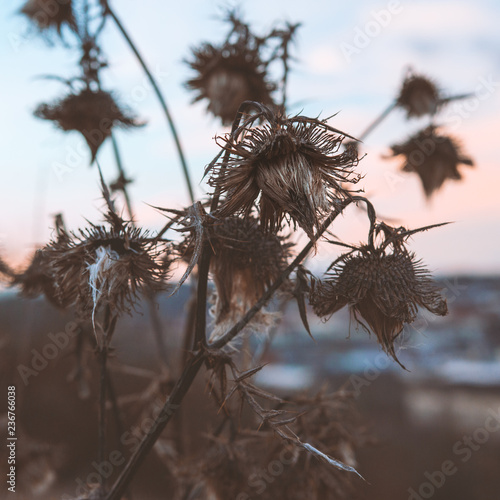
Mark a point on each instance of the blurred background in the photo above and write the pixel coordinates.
(446, 407)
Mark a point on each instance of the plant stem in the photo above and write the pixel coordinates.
(122, 175)
(103, 354)
(159, 94)
(377, 121)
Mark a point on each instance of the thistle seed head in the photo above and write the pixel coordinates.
(290, 168)
(381, 287)
(101, 266)
(92, 113)
(433, 157)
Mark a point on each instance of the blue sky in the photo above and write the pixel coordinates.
(456, 43)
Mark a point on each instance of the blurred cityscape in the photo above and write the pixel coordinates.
(435, 427)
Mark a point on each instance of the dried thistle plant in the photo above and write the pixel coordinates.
(47, 16)
(290, 436)
(383, 285)
(229, 75)
(92, 113)
(245, 263)
(37, 279)
(433, 157)
(106, 266)
(418, 96)
(290, 167)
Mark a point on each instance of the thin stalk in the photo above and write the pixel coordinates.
(228, 336)
(163, 103)
(206, 251)
(102, 352)
(121, 172)
(172, 404)
(375, 123)
(194, 364)
(158, 331)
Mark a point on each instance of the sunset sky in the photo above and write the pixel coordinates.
(456, 43)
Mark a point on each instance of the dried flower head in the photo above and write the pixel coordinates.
(418, 96)
(92, 113)
(103, 266)
(434, 157)
(227, 76)
(37, 279)
(290, 166)
(245, 262)
(46, 15)
(382, 287)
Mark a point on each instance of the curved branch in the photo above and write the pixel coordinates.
(158, 93)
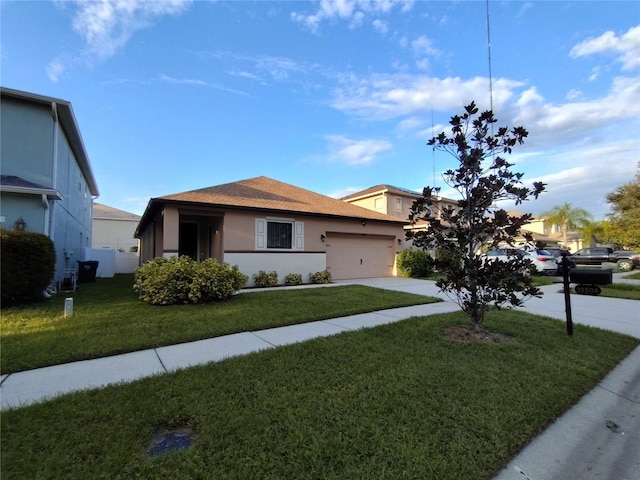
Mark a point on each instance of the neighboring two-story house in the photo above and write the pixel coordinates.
(46, 182)
(395, 201)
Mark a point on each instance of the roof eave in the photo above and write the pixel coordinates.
(50, 193)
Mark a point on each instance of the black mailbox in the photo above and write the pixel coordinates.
(591, 277)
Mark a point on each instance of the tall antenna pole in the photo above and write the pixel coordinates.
(433, 151)
(489, 55)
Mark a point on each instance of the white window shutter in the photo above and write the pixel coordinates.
(261, 234)
(299, 235)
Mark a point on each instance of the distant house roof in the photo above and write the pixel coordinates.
(67, 119)
(380, 189)
(266, 194)
(13, 184)
(105, 212)
(390, 189)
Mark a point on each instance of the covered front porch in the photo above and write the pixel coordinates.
(196, 233)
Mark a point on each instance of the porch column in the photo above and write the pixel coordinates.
(170, 231)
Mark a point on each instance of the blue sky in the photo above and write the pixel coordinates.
(332, 96)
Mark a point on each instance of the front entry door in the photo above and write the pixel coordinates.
(188, 240)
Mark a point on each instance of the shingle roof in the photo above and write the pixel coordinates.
(266, 194)
(380, 188)
(13, 181)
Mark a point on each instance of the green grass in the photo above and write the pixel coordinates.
(396, 401)
(109, 319)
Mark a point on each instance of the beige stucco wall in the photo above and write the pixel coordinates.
(231, 237)
(239, 229)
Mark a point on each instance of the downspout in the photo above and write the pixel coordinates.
(54, 174)
(47, 223)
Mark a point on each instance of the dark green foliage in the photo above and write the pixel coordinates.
(320, 277)
(28, 266)
(414, 263)
(175, 280)
(264, 279)
(293, 279)
(483, 178)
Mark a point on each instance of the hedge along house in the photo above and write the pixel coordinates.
(263, 224)
(46, 183)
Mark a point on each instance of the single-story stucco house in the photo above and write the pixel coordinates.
(263, 224)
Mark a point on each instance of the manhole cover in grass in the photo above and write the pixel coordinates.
(172, 441)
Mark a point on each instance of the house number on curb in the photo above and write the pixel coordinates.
(588, 290)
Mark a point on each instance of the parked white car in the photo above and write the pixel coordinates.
(543, 261)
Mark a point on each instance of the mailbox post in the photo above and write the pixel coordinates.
(567, 294)
(587, 280)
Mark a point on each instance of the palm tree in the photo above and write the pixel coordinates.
(568, 217)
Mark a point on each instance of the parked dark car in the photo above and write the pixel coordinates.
(626, 259)
(558, 253)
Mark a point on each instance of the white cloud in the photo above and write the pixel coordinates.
(626, 47)
(200, 83)
(576, 119)
(581, 176)
(353, 11)
(56, 69)
(385, 96)
(108, 25)
(182, 81)
(423, 46)
(354, 152)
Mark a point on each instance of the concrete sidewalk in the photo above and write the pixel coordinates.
(599, 438)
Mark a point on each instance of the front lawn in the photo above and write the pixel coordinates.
(396, 401)
(109, 319)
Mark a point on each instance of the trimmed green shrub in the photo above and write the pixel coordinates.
(293, 279)
(414, 263)
(28, 263)
(167, 281)
(265, 279)
(320, 277)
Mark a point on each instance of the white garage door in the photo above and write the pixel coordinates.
(359, 256)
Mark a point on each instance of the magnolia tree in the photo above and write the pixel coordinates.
(461, 233)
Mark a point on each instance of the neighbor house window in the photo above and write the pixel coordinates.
(279, 234)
※ ※ ※
_Goal of the exercise_
Copy out all of the items above line for line, without changing a word or number, and leave the pictures out.

_Task output_
Mark a point on each instance of the blurred background in the photo above and write the pixel coordinates.
(446, 407)
Mark a point on each instance of the plant stem in the photo above and write the pixel coordinates.
(122, 175)
(103, 354)
(159, 94)
(377, 121)
Mark a point on each instance of the thistle seed head in the photo above and write the pixel coordinates.
(290, 168)
(381, 287)
(101, 266)
(92, 113)
(433, 157)
Mark a point on each instance of the blue sky in the photo above and write the pixel coordinates.
(456, 43)
Mark a point on each instance of the blurred cityscape in the photo above and write the pixel coordinates.
(435, 427)
Mark a point on each instance of the dried thistle plant in the photo above and write the pixel coordinates.
(47, 16)
(290, 436)
(383, 285)
(229, 75)
(92, 113)
(245, 263)
(37, 279)
(433, 157)
(106, 266)
(418, 96)
(290, 167)
Mark a point on each instance of the thin stalk in the photo above and write the pixel coordinates.
(228, 336)
(163, 103)
(206, 251)
(102, 352)
(121, 172)
(172, 404)
(375, 123)
(194, 364)
(158, 331)
Mark a point on each instance of the sunset sky in the photo above and write the pixel coordinates.
(456, 43)
Mark a point on each instance of the dried flower head in the photo above and write the pixel coordinates.
(418, 96)
(92, 113)
(103, 266)
(434, 157)
(227, 76)
(37, 279)
(290, 166)
(245, 262)
(46, 15)
(382, 287)
Mark a point on each instance of the curved branch in the photo above and write the pixel coordinates.
(158, 93)
Mark a point on each instance of the neighboring two-story house in the photo above and write the pixel coordinates.
(46, 182)
(395, 201)
Mark a point on each instance of the roof eave in the photo above and write the pixel coordinates.
(50, 193)
Mark a point on each instance of the black mailbox in the photo above and write the pixel coordinates.
(591, 277)
Mark a point on each instance of the tall antenna pole in the photo above and write the pixel coordinates.
(433, 151)
(489, 55)
Mark a point on each instance of the white window shutter in the photo above and write the pixel coordinates.
(261, 234)
(299, 235)
Mark a point on each instance of the distant house roof in the photo above and write the pixel coordinates.
(67, 119)
(380, 189)
(266, 194)
(13, 184)
(105, 212)
(390, 189)
Mark a point on each instance of the covered front porch in the photo above and write the pixel coordinates.
(196, 233)
Mark a point on each instance of the porch column in the photo above and write the pixel coordinates.
(170, 231)
Mark a point on each instance of the blue sky in the photo above and write the pixel coordinates.
(332, 96)
Mark a point on each instance of the front entry door in the photo above and write the pixel coordinates.
(188, 240)
Mark a point on each instance of the shingle roof in the photo above and write the pixel coordinates.
(266, 194)
(380, 188)
(13, 181)
Mark a point on each instance of the green grass in the photo above and write the pixel coordinates.
(396, 401)
(109, 319)
Mark a point on each instance of the beige stucco wall in the photo above and write the pixel coordinates.
(231, 237)
(239, 229)
Mark a point on each instance of the downspout in the photo above and write the pixel coordinates.
(54, 174)
(47, 223)
Mark a point on each instance of the dark green foliage in the photo above and write the pixel coordinates.
(320, 277)
(28, 266)
(414, 263)
(175, 280)
(264, 279)
(293, 279)
(483, 178)
Mark a point on each instance of the hedge along house in the photo above and write the pixel coordinates.
(263, 224)
(46, 183)
Mark a point on each instance of the single-story stucco house in the photo above and write the pixel coordinates.
(263, 224)
Mark a point on each instance of the manhole cover in grass in the photo above and write the pixel coordinates.
(172, 441)
Mark a point on each instance of the house number on curb in the photo above and write the pixel coordinates.
(588, 290)
Mark a point on each instance of the parked white car in the photo above and write the pixel coordinates.
(543, 261)
Mark a point on each instance of the mailbox post in the photo above and write the pixel coordinates.
(567, 294)
(587, 280)
Mark a point on each instance of the palm tree in the photo above and write the pixel coordinates.
(568, 217)
Mark a point on each instance of the parked dark car in the photo above and write the pixel coordinates.
(626, 259)
(558, 253)
Mark a point on each instance of the white cloud in the photo above and write the pixel coordinates.
(626, 47)
(200, 83)
(576, 119)
(581, 176)
(353, 11)
(56, 69)
(385, 96)
(108, 25)
(182, 81)
(423, 46)
(354, 152)
Mark a point on each instance of the concrete sidewalk in the photo above and write the pixel coordinates.
(599, 438)
Mark a point on each instance of the front lawn in the photo above and write the pixel coordinates.
(396, 401)
(109, 319)
Mark a point on each instance of the trimmed green shrub in the photo above and write the pixel coordinates.
(293, 279)
(414, 263)
(28, 263)
(167, 281)
(265, 279)
(320, 277)
Mark a point on each instance of the white garage door in the photo above and write the pixel coordinates.
(359, 256)
Mark a point on each instance of the magnolia tree in the photo above and write the pixel coordinates.
(461, 233)
Mark a point on each instance of the neighbor house window in the photo above and write the pixel coordinates.
(279, 234)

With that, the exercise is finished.